**Required task**
Starting at the line that contains "of the spruce", transcribe every remaining line of the entries exactly, including the last one.

**Material**

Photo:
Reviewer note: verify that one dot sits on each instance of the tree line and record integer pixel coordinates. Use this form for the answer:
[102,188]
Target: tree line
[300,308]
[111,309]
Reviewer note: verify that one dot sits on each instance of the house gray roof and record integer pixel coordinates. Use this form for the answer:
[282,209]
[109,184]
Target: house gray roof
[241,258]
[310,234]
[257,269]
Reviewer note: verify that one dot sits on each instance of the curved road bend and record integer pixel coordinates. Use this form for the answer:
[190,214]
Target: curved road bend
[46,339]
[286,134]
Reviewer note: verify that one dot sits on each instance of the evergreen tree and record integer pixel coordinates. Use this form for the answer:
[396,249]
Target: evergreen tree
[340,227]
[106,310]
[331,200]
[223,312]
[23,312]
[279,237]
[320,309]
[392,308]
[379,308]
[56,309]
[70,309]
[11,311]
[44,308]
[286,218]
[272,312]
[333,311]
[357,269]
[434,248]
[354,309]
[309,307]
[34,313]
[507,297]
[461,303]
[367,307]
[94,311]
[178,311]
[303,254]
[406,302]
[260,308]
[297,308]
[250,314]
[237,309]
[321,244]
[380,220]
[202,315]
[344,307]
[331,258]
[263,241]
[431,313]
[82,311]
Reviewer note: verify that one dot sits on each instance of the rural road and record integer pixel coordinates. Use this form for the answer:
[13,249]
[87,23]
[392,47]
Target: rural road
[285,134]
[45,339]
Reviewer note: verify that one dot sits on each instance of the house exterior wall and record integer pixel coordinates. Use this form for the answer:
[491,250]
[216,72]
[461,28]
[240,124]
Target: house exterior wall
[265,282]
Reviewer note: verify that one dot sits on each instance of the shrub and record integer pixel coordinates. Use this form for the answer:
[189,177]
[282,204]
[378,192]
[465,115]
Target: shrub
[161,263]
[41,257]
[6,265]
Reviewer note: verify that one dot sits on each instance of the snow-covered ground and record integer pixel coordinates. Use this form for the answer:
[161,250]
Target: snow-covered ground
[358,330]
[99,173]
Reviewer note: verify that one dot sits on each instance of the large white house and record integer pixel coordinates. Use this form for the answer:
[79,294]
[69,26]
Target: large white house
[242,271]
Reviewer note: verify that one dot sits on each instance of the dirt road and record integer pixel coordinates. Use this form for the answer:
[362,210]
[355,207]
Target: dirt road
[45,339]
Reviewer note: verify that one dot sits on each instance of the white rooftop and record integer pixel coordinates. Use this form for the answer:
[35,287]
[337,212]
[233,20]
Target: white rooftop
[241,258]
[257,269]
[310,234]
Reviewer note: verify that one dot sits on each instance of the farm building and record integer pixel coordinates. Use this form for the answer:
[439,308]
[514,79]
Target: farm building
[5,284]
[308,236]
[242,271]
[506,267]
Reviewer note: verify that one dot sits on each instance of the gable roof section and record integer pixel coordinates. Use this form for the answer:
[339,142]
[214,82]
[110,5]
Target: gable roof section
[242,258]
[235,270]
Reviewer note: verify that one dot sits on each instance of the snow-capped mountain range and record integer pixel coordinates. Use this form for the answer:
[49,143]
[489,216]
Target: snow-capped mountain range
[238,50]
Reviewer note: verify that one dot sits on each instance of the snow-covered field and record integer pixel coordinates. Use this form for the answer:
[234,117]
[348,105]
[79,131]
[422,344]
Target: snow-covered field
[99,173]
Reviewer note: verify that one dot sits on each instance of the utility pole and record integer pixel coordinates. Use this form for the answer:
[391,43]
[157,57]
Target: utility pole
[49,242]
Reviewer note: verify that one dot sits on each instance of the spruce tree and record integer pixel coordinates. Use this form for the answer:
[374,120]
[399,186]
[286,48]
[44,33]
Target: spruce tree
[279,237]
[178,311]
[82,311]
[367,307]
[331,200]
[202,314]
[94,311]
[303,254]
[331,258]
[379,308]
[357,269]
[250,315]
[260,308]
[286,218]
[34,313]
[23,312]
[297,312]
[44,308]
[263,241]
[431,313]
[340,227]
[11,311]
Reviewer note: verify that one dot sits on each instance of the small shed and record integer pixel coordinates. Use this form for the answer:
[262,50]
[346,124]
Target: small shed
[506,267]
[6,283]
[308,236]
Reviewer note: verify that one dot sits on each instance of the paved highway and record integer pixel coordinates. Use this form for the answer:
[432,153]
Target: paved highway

**Response**
Reviewer note: verify that one dot sits on each instance of the spruce tree and record integer pixel coordinates. Use this form for the answer:
[374,120]
[399,186]
[286,48]
[44,33]
Target: spruce tree
[279,237]
[178,311]
[82,311]
[367,307]
[331,200]
[202,314]
[94,311]
[303,254]
[331,258]
[379,308]
[357,269]
[250,315]
[260,308]
[286,218]
[34,313]
[23,312]
[297,312]
[44,308]
[263,241]
[431,313]
[340,227]
[11,311]
Reviewer note: verify that one dot sits on each instance of the small shed and record integer pixel coordinates. Use this form for the answer:
[262,50]
[346,124]
Target: small shed
[506,267]
[6,283]
[308,236]
Reviewer note: verify that one dot sits on each instance of the paved highway and record integer pixel coordinates. Use this form for the answer:
[432,153]
Target: paved highway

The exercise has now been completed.